▶ **Aim of the exercise**
Please print the entries below exactly, from the line with "house facade with a single pin each" through the line with "pole with a single pin each", including both of those lines and leaving out all others.

▶ **Information**
Segment Open

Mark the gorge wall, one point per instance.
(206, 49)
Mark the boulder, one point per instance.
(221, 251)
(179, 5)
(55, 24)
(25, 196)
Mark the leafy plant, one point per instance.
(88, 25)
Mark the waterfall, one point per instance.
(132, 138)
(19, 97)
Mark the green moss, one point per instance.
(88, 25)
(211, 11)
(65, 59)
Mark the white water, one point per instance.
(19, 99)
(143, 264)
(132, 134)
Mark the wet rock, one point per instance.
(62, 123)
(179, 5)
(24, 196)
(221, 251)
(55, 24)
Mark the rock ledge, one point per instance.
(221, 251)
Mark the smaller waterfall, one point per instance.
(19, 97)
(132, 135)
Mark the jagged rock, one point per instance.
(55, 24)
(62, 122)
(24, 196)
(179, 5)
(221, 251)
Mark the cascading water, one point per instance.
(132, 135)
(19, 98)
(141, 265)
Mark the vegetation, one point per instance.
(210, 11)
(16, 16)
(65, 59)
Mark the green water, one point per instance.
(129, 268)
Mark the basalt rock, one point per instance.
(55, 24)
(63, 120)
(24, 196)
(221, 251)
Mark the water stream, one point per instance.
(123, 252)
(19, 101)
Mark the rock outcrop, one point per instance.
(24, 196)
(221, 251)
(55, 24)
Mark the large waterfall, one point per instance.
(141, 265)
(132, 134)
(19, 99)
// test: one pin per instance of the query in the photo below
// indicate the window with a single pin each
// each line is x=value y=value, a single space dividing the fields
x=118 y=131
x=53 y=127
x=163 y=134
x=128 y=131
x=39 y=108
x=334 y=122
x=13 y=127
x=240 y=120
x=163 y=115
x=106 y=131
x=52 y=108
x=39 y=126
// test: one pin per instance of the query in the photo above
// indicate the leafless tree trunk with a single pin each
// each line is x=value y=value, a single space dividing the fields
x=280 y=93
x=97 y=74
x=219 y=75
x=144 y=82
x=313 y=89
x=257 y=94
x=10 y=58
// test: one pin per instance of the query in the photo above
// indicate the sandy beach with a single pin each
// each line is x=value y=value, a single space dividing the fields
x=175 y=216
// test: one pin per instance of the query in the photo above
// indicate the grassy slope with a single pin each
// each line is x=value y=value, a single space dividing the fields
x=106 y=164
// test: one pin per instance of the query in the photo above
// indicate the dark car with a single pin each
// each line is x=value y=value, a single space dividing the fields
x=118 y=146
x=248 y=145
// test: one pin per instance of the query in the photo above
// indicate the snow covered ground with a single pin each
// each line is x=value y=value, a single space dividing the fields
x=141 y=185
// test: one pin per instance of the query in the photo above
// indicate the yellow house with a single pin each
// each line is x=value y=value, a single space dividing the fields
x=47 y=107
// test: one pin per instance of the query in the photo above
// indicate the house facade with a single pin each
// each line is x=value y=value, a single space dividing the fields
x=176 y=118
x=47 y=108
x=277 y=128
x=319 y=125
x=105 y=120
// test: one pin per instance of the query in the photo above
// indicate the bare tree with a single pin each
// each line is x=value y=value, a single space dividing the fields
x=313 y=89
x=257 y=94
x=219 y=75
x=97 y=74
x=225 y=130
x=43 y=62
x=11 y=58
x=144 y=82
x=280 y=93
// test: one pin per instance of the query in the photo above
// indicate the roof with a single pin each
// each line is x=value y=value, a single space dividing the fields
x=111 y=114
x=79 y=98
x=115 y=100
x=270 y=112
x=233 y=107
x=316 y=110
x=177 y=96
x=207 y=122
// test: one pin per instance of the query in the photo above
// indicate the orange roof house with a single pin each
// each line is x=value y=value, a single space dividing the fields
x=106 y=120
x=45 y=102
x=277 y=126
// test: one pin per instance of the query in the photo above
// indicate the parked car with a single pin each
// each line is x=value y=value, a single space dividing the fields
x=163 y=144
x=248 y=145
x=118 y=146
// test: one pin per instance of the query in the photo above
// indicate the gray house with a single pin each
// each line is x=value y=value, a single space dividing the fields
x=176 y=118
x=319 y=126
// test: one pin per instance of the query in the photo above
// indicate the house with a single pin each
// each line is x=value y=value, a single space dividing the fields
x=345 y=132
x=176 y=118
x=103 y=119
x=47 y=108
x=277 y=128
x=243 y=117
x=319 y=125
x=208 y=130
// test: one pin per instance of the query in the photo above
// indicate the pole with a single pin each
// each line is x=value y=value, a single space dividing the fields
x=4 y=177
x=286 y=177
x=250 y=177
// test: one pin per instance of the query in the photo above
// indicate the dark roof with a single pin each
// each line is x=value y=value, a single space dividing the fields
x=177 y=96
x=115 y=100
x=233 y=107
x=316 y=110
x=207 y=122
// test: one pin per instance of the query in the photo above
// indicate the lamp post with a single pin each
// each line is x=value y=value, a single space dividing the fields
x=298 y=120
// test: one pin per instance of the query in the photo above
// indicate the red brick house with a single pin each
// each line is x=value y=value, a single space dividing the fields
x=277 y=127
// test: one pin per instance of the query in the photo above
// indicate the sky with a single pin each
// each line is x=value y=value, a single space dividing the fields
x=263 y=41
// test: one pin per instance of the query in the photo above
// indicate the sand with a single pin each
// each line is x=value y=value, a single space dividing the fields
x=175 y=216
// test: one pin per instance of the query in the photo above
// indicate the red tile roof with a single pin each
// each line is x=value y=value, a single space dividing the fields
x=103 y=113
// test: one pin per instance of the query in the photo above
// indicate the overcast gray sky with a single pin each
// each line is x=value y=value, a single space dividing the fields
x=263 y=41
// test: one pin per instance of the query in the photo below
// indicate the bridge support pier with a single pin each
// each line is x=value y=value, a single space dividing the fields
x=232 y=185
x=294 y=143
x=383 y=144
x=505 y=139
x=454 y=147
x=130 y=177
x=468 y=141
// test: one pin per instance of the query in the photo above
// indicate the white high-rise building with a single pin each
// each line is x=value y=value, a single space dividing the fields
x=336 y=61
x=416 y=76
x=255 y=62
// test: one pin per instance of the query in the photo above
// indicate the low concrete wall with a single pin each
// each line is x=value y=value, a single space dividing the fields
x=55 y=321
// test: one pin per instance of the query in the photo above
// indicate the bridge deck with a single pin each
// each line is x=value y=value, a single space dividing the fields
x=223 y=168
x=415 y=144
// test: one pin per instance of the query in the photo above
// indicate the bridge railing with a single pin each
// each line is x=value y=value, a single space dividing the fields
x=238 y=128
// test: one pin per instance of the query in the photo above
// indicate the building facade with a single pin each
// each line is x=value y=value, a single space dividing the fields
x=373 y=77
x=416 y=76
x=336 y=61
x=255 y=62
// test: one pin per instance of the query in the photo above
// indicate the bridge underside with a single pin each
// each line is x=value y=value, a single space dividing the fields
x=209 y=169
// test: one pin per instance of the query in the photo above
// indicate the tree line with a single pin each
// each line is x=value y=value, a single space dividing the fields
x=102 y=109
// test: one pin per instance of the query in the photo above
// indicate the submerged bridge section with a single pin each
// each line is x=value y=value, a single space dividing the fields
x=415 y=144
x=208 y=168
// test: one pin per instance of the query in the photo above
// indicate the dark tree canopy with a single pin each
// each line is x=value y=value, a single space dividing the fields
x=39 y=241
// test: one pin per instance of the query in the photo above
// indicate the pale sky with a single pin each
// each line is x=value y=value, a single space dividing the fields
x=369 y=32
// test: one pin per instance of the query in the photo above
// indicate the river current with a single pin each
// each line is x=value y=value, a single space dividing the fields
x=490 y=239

Segment Closed

▶ **The answer**
// indicate the house facade with a single pin each
// each line is x=value y=value, a single space dividing the fields
x=176 y=118
x=47 y=108
x=277 y=128
x=319 y=125
x=105 y=120
// test: one pin per instance of the query in the photo above
// indicate the bare tree with a single pin each
// each line is x=value y=value, a single space dividing the fields
x=313 y=89
x=257 y=94
x=219 y=75
x=97 y=74
x=225 y=130
x=43 y=62
x=11 y=58
x=144 y=82
x=280 y=93
// test: one pin per instance of the query in the photo above
// indicate the roof with a single pin each
// each line is x=value y=value, a single space dividing the fields
x=111 y=114
x=79 y=98
x=115 y=100
x=270 y=112
x=233 y=107
x=316 y=110
x=177 y=96
x=207 y=122
// test: one pin per instance of the query in the photo above
// indicate the orange roof house with a single pin each
// each line is x=value y=value, a single space dividing the fields
x=106 y=120
x=45 y=102
x=277 y=126
// test: one pin per instance of the query in the photo above
// indicate the parked car with a single pin each
// each line is x=value y=value, a single space dividing the fields
x=163 y=144
x=248 y=145
x=118 y=146
// test: one pin per instance of the query in the photo above
// indicate the gray house with a single pin each
// each line is x=value y=value, a single space dividing the fields
x=176 y=118
x=319 y=126
// test: one pin per instance of the query in the photo above
// indicate the house with a single pin each
// each line is x=value y=value, a single space dividing the fields
x=345 y=132
x=176 y=118
x=103 y=119
x=47 y=108
x=277 y=128
x=243 y=117
x=319 y=125
x=208 y=130
// test: one pin per instance of the query in the photo above
// indicate the pole with a single pin each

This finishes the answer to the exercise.